> **What is being asked**
The entries below are to be printed again word for word.

++++ The data

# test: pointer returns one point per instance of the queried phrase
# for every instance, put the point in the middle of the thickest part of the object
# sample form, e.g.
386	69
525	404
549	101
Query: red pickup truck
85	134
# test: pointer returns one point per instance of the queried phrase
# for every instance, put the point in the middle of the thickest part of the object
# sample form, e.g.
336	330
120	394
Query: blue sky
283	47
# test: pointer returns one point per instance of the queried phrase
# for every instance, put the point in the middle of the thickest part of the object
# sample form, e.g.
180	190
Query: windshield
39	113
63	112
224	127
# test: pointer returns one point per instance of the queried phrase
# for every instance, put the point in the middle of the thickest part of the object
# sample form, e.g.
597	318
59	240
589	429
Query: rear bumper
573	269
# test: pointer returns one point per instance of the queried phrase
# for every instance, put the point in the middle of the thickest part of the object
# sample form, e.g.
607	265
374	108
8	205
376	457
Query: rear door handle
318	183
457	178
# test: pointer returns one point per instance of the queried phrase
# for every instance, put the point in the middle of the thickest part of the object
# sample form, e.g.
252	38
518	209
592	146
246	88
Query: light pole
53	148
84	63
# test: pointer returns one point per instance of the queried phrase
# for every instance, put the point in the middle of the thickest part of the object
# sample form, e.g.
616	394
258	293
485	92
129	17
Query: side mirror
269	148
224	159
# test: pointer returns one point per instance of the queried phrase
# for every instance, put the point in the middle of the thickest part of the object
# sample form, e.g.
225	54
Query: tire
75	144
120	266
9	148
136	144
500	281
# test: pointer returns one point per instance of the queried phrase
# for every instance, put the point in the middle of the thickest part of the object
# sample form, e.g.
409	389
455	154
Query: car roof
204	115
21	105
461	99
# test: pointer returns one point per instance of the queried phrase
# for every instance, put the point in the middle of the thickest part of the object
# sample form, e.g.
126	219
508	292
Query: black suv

++++++++

> **Answer to the problem**
# test: pointer returns one point per instance of the queried phrase
# for every instance, put the point in the middle of the thickest part of the object
# sample form, e.g.
386	69
525	404
549	101
Query: red pickup truck
85	134
# test: pointer returns one point per instance of the queried phrase
# for every instance, put the point in the middle of the thickest part of the object
# sample form, e.g.
336	330
120	394
Query: blue sky
283	47
# test: pointer returns one point per instance of the queried phrase
# for every instance, put the point in the middle of the thickest part of the object
# sample form, e.g.
180	190
Query: windshield
39	113
63	112
224	127
# test: pointer returns one point per instance of the queried phrase
# for every instance, put the point in the middle of the thickest part of the object
# sample form, e.g.
597	318
59	240
589	429
Query: rear bumper
573	269
# test: pointer returns one point per instance of the queried phrase
# for every instance, put the point in the middle of the thickest part of the object
# sample form, e.g.
607	265
374	108
8	205
376	457
Query: rear door handle
318	183
457	178
# test: pointer returns one point per instance of the queried phrase
# for every instance, put the point in the middle of the thickest part of the object
# sample form, e.g.
252	38
518	209
592	146
246	88
Query: light pole
53	148
84	63
# test: pointer returns one point per instance of the queried phrase
# for every instance, put the point in the middle of the thickest part of the object
# sample form, e.g.
616	394
258	293
485	92
129	17
Query: side mirror
269	148
224	159
# test: pointer returns one point per instance of the queried phrase
# for every instance, put the point in the middle of the thickest part of the object
# sample form, e.g.
225	54
Query: tire
75	144
120	266
9	148
136	144
500	281
# test: pointer returns one point per instance of the queried phrase
# for every instance, put the point in the middle of the thickest part of the object
# sample form, e.g.
409	389
455	154
Query: car roof
204	115
21	105
461	99
# test: pointer returns one point per instance of the queried phrase
# for every instance, put the point in the middle of the thickest part of the object
# sample form, e.g.
126	219
508	292
Query: black suv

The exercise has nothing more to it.